When you copy the entries, keep every word exactly as it stands.

Stored data entries:
= = =

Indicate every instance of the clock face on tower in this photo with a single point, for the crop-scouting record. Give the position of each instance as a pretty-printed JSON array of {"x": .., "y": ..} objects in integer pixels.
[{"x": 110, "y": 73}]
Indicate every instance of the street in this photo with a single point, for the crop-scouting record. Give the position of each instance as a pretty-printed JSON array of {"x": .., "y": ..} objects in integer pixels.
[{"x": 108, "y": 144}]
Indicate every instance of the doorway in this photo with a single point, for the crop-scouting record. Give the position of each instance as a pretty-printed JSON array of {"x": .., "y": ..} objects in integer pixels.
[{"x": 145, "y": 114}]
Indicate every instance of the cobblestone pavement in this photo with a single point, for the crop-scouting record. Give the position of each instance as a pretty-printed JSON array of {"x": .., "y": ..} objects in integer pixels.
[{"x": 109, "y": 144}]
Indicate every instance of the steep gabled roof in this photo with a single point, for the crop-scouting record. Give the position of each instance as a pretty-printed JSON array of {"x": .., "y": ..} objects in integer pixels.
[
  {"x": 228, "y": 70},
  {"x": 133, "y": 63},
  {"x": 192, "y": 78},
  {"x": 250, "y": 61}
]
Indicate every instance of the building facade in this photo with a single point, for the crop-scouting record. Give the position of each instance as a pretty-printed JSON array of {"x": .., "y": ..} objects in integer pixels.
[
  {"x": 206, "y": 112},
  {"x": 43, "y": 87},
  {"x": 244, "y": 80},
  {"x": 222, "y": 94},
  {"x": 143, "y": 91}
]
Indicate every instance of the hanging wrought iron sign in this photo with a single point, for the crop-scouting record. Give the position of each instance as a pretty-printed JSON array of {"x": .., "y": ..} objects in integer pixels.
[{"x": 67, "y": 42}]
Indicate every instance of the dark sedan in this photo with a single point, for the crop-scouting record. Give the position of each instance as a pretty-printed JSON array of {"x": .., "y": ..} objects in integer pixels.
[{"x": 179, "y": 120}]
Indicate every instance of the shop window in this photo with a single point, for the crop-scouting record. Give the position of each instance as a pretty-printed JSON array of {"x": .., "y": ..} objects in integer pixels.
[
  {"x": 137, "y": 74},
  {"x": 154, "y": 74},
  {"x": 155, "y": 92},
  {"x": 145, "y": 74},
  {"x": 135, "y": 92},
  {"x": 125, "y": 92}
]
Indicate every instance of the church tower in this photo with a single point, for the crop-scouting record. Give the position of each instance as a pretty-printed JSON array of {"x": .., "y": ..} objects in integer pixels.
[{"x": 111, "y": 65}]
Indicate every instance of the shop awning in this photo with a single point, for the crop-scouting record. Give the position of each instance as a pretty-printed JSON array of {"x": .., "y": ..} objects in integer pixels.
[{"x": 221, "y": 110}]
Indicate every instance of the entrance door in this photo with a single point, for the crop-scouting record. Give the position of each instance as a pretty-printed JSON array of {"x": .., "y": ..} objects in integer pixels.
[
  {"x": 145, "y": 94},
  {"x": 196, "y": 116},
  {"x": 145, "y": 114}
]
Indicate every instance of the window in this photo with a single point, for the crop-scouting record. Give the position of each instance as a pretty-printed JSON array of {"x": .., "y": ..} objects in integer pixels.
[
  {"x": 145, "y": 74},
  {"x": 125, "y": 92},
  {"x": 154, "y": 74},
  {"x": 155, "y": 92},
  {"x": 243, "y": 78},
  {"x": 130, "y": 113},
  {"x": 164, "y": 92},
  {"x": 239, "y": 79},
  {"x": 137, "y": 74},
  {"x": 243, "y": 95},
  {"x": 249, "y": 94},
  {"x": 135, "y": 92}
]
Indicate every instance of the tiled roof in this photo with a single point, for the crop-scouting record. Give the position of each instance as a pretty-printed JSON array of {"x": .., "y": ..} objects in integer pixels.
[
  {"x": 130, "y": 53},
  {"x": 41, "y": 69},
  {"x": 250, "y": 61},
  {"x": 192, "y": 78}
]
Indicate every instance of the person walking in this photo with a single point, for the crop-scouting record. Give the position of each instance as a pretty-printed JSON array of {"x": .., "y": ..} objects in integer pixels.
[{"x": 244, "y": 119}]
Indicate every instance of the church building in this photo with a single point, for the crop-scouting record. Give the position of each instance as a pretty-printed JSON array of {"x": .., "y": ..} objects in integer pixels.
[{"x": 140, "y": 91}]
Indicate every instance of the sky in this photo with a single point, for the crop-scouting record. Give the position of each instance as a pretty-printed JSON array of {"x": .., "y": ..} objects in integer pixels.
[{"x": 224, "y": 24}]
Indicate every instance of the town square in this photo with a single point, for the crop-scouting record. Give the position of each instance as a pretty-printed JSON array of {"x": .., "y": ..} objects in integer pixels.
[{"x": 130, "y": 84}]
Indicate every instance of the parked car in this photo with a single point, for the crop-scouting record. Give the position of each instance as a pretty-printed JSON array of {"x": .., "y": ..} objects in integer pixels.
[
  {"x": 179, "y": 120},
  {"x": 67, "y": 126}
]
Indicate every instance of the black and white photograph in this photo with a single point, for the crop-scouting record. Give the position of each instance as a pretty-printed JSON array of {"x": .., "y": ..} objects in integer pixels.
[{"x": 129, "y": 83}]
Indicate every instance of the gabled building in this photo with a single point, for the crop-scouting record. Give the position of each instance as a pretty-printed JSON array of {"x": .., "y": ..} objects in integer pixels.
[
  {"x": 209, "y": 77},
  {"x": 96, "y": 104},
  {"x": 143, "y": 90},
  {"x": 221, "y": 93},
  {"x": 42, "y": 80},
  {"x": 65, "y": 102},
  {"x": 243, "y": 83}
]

= = =

Output below
Indicate every instance of the clock face on tower in this photo with a single point, for the crop-scouting record. Give the position of each instance as a pretty-printed JSON array of {"x": .., "y": ..} objects in integer pixels.
[{"x": 110, "y": 73}]
Indicate every instance of the street in this photo with a single point, for the crop-scouting record. Give the position of each instance as a pretty-printed JSON array of {"x": .., "y": ..} objects in integer pixels.
[{"x": 108, "y": 144}]
Indicate every instance of the doorway in this photo with a single point, for the crop-scouting record. Give the position of each instance as a pretty-printed JSON array of {"x": .., "y": ..} objects in integer pixels.
[{"x": 145, "y": 114}]
Indicate every instance of the cobblestone pavement in this photo with a single point, for the crop-scouting record. Give the position of each instance as a pretty-printed JSON array of {"x": .., "y": ..} objects in integer pixels.
[{"x": 109, "y": 144}]
Indicate every instance of the steep gabled roof in this photo with a single point, for the crop-scouting record. Give the position of each instance as a pretty-printed JSON array of {"x": .., "y": ..} objects in integer pixels.
[
  {"x": 228, "y": 70},
  {"x": 133, "y": 63},
  {"x": 192, "y": 78},
  {"x": 250, "y": 61}
]
Indicate every instance of the building facade in this photo with a single point, for the crop-scouting record. Give the position of each instance as a pretty-printed JSON array of {"x": .., "y": ..} objects in integer pixels.
[
  {"x": 206, "y": 112},
  {"x": 43, "y": 87},
  {"x": 244, "y": 80},
  {"x": 222, "y": 94},
  {"x": 143, "y": 91}
]
Indicate every instance of the hanging wrought iron sign in this photo with a single point, for the crop-scouting record. Give the position of each instance as a pretty-printed JSON array of {"x": .., "y": ..} objects in integer pixels.
[{"x": 67, "y": 42}]
Indicate every instance of the dark sedan in this photo with a single point, for the crop-scouting record. Give the position of each instance as a pretty-printed JSON array of {"x": .., "y": ..} objects in integer pixels.
[{"x": 179, "y": 120}]
Indicate every instance of the shop window in this photo with a single point, for the crop-scouting record. Give the position of each instance as a pretty-printed JSON array of {"x": .., "y": ..} objects in integer pixels.
[
  {"x": 137, "y": 74},
  {"x": 154, "y": 74},
  {"x": 155, "y": 92},
  {"x": 145, "y": 74},
  {"x": 135, "y": 92},
  {"x": 125, "y": 92}
]
Indicate every instance of the church tower in this photo with a single point, for the crop-scouting record. Give the position of each instance as a pretty-printed JSON array of {"x": .., "y": ..} objects in integer pixels.
[{"x": 111, "y": 65}]
Indicate every instance of the shop awning in this photo with a single point, for the crop-scouting record. Give the position of each instance as a pretty-printed JSON array of {"x": .., "y": ..} objects in integer pixels.
[{"x": 221, "y": 110}]
Indicate every instance of the entrance door in this photo with a single point, for the crop-scouting record. Give the position of each instance as a pretty-printed JSON array of {"x": .., "y": ..} objects in integer pixels.
[
  {"x": 145, "y": 94},
  {"x": 196, "y": 116},
  {"x": 145, "y": 114}
]
Indicate every instance of the window in this photo with a single point, for the crop-scouting record. Give the position of each instance as a pretty-printed JSON array of {"x": .., "y": ..} objects in integer pixels.
[
  {"x": 145, "y": 74},
  {"x": 125, "y": 92},
  {"x": 154, "y": 74},
  {"x": 155, "y": 92},
  {"x": 243, "y": 78},
  {"x": 130, "y": 113},
  {"x": 164, "y": 92},
  {"x": 239, "y": 79},
  {"x": 137, "y": 74},
  {"x": 243, "y": 95},
  {"x": 249, "y": 94},
  {"x": 135, "y": 92}
]
Indicate every instance of the tiled roof in this photo with a single point, for the crop-scouting record. Give the position of each instance as a pretty-printed JSON array of {"x": .., "y": ..} objects in integer pixels.
[
  {"x": 130, "y": 53},
  {"x": 41, "y": 69},
  {"x": 250, "y": 61},
  {"x": 192, "y": 78}
]
Indicate every instance of the person walking in this photo with a single point, for the crop-scouting record. Give the position of each instance as a pretty-printed JSON array of {"x": .., "y": ..} objects in integer pixels.
[{"x": 244, "y": 119}]
Indicate every instance of the church building in this photo with a single point, for the crop-scouting record. Give the position of each instance as a pretty-printed JSON array of {"x": .., "y": ..} objects in integer pixels.
[{"x": 140, "y": 91}]
Indicate every instance of the sky in this photo with a single point, for the crop-scouting record. Give the position of each instance as a pretty-printed JSON array of {"x": .., "y": ..} objects in integer pixels.
[{"x": 224, "y": 24}]
Indicate every instance of the town square in this photo with a single point, for the crop-scouting record. Give the position of each instance as a pretty-printed JSON array of {"x": .., "y": ..} objects in integer pixels.
[{"x": 130, "y": 84}]
Indicate every instance of the parked car in this photo with a single point, for the crop-scouting record. Give the position of each instance as a pretty-printed JSON array of {"x": .., "y": ..} objects in integer pixels.
[
  {"x": 179, "y": 120},
  {"x": 67, "y": 126}
]
Indicate every instance of the black and white photograph in this photo with a single point, for the crop-scouting record. Give the position of each instance as a pretty-printed JSON array of {"x": .., "y": ..} objects in integer pixels.
[{"x": 129, "y": 83}]
Indicate every instance of the gabled building in this photo with a single point, for the crop-scouting record. Give the position of each instance as a pretty-printed JSON array of {"x": .., "y": ..} objects in integer pixels.
[
  {"x": 209, "y": 77},
  {"x": 96, "y": 104},
  {"x": 143, "y": 90},
  {"x": 221, "y": 93},
  {"x": 42, "y": 80},
  {"x": 65, "y": 102},
  {"x": 243, "y": 83}
]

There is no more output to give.